Instruction: Reproduce word for word the lines of the items below, starting with the line that contains "green shrub, one" and stopping after the line that contains "[(130, 607), (268, 742), (561, 956), (558, 950)]".
##### Records for the exercise
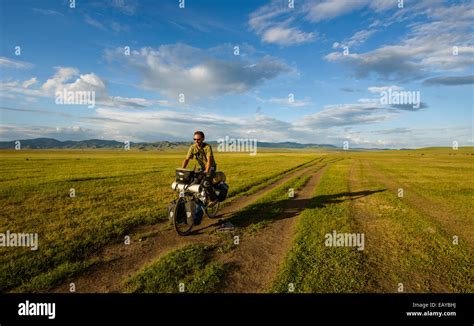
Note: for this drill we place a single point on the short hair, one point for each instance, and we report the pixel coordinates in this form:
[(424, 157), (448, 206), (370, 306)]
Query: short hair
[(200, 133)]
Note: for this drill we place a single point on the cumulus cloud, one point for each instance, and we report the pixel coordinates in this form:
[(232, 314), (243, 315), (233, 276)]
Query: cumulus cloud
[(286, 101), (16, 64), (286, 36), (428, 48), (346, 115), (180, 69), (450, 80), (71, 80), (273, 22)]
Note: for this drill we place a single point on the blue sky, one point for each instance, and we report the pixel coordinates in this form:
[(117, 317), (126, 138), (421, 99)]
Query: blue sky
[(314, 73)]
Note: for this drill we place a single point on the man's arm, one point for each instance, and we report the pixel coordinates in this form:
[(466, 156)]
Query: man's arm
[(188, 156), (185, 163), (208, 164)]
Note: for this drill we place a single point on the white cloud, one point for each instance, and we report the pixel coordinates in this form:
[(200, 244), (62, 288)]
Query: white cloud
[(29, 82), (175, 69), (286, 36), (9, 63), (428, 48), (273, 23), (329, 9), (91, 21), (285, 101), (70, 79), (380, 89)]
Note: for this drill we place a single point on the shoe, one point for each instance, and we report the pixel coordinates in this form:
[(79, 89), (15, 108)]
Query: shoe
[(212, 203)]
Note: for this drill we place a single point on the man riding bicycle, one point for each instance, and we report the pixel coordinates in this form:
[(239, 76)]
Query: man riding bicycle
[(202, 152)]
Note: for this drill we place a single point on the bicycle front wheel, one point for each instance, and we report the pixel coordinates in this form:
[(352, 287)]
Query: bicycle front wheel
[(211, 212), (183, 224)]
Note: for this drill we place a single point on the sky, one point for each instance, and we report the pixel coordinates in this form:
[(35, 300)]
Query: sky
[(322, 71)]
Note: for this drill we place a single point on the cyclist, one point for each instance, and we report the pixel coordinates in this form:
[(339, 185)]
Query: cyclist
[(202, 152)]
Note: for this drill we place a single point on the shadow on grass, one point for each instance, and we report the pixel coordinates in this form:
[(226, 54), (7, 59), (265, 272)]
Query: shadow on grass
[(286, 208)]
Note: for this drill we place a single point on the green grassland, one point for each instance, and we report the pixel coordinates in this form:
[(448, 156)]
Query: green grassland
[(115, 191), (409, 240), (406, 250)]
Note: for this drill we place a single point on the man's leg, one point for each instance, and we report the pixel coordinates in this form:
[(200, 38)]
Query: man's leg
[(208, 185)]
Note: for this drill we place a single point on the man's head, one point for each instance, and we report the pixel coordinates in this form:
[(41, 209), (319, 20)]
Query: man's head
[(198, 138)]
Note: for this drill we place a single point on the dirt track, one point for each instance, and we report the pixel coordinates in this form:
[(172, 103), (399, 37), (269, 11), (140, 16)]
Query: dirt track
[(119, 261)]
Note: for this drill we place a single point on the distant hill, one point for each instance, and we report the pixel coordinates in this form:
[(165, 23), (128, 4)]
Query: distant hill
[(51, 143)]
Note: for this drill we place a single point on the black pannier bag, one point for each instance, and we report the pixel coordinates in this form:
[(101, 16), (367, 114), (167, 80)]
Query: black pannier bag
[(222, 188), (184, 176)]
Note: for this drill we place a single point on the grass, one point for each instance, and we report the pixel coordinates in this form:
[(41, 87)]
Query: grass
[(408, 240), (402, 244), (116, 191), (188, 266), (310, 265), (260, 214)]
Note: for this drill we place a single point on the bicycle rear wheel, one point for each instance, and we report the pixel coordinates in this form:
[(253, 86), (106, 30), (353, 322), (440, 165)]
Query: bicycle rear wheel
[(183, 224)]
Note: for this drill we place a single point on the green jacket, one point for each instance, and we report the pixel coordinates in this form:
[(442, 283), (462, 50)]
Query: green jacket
##########
##### Records for the exercise
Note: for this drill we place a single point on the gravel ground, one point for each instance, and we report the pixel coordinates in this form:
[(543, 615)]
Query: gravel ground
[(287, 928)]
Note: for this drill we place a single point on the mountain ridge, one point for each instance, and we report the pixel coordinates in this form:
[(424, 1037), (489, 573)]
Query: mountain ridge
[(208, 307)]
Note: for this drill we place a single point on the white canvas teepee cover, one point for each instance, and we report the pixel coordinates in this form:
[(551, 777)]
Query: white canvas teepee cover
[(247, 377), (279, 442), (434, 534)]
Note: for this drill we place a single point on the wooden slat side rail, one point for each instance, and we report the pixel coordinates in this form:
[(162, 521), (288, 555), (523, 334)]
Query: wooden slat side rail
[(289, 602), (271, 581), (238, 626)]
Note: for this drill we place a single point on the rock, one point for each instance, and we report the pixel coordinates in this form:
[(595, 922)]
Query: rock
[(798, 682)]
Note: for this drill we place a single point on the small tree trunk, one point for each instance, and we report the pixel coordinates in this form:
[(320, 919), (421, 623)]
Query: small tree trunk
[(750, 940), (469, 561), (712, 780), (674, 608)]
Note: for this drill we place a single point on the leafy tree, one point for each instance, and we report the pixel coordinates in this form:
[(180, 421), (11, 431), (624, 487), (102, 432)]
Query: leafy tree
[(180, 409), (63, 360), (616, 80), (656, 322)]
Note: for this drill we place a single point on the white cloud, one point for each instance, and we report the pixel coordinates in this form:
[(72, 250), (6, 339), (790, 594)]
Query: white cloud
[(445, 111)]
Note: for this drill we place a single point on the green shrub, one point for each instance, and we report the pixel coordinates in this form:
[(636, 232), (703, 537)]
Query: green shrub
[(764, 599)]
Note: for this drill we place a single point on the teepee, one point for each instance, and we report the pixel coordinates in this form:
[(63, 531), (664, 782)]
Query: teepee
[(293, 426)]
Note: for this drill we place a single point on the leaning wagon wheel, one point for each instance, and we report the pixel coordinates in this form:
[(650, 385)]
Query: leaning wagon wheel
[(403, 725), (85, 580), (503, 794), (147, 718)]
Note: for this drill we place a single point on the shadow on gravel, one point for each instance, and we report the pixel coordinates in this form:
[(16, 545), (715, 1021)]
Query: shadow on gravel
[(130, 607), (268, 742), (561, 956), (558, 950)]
##########
Output below:
Note: for this drill we place a single point on the green shrub, one point for each instance, and we report the pixel coordinates in this form:
[(636, 232), (703, 537)]
Query: green shrub
[(764, 599)]
Note: for this drill we place a single point on the teepee, one point for each instance, and we report the pixel coordinates in this form:
[(63, 531), (664, 782)]
Query: teepee
[(293, 426)]
Note: for this drill we place a single point on the leaning wagon wheel, one point for each instance, and we report the pixel coordinates in this form:
[(650, 385)]
Query: leaning wagon wheel
[(403, 725), (85, 580), (503, 794), (147, 718)]
Note: for this drill we place a single point on the shadow on gravel, one point for each instance, and we report the pixel coordinates in this form:
[(16, 545), (715, 1021)]
Query: shadow on gravel
[(130, 607), (268, 742), (561, 956), (558, 950)]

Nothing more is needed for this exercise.